_What this task involves_. Please copy word for word the passage of the discussion on right-to-left text in alert dialogs, starting at "It's unclear to" and ending at "which looks weird.".

_Document extract_.

--- START ---

Yes. As for the attached screenshot, we now override this with RLM at the
beginning of the translation. But the steps to reproduce section in comment
0 is still, well, reproducible.
It's unclear to me whether this is really a bug, or expected behavior. For localizations where the dialog text begins with an English word, including initial RLM to signal the desired directionality is the right solution, I think; and perhaps this is what should be done in the simple comment 0 example, too. If I do
data:text/html,<meta charset="utf-8"/><script>window.alert("\u200fFirefox אינו דפדפן בררת המחדל שלך.");</script>
the text appears with the expected RTL directionality.
I'm not sure if it's desirable for the UI locale directionality to be applied by default. In an RTL-localized build, that would mean
data:text/html,<meta charset="utf-8"/><script>window.alert("This is a test for window.alert!");</script>
then gets the exclamation point at the left side, which looks weird.

--- END ---

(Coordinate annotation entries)

--- START ---

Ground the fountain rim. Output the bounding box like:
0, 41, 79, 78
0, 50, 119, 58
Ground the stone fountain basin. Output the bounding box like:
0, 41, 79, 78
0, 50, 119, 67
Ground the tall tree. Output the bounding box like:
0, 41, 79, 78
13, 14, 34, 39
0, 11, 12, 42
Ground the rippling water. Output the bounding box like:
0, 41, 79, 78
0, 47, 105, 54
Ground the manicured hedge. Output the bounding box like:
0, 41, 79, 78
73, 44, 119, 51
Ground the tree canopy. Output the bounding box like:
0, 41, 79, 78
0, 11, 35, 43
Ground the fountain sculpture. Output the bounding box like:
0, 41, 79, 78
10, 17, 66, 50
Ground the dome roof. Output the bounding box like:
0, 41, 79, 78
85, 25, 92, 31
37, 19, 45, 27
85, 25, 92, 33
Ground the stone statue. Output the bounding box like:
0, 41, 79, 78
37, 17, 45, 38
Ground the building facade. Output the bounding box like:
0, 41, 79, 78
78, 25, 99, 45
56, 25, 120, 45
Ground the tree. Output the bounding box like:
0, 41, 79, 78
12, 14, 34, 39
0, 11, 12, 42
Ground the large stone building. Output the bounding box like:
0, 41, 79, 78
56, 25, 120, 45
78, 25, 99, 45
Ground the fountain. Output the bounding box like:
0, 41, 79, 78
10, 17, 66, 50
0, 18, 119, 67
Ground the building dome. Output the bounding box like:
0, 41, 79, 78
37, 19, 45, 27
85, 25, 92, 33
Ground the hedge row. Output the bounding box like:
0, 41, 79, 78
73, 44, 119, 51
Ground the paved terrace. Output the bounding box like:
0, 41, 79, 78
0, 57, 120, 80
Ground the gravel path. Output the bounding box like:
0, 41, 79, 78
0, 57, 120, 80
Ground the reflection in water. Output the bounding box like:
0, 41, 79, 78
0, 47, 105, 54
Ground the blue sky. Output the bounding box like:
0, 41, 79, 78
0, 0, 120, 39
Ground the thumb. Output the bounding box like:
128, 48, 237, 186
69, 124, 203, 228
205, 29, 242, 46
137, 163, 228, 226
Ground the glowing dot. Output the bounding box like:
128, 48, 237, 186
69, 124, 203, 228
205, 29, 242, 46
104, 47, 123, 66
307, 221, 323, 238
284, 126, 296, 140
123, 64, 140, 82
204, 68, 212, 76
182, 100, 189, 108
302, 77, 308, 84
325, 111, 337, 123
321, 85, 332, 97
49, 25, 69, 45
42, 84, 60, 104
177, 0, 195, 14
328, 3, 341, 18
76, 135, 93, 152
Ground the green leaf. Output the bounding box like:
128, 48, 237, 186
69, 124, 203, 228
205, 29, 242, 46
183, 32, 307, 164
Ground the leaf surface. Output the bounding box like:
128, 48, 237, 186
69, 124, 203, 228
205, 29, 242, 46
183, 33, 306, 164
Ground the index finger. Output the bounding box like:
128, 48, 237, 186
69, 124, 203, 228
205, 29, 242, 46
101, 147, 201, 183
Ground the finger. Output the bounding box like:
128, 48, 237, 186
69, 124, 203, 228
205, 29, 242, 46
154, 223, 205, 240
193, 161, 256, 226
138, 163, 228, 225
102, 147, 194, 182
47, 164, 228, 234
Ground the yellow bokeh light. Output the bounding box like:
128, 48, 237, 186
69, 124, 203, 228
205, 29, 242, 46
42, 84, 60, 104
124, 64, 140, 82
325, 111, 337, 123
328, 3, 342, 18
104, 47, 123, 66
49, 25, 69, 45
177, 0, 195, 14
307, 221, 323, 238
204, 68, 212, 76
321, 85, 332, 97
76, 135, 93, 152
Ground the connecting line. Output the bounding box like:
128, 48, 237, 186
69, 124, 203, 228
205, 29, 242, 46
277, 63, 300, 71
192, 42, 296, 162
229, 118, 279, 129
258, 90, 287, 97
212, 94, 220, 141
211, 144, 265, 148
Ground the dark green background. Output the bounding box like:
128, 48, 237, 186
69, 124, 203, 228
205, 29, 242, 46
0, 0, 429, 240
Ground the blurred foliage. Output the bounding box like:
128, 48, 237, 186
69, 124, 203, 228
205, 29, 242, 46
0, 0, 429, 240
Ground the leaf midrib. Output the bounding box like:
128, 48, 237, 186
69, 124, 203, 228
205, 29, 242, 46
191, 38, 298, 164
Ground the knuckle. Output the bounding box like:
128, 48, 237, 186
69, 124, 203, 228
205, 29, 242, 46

--- END ---

_Solution below_.
It's unclear to me whether this is really a bug, or expected behavior. For localizations where the dialog text begins with an English word, including initial RLM to signal the desired directionality is the right solution, I think; and perhaps this is what should be done in the simple comment 0 example, too. If I do
data:text/html,<meta charset="utf-8"/><script>window.alert("\u200fFirefox אינו דפדפן בררת המחדל שלך.");</script>
the text appears with the expected RTL directionality.
I'm not sure if it's desirable for the UI locale directionality to be applied by default. In an RTL-localized build, that would mean
data:text/html,<meta charset="utf-8"/><script>window.alert("This is a test for window.alert!");</script>
then gets the exclamation point at the left side, which looks weird.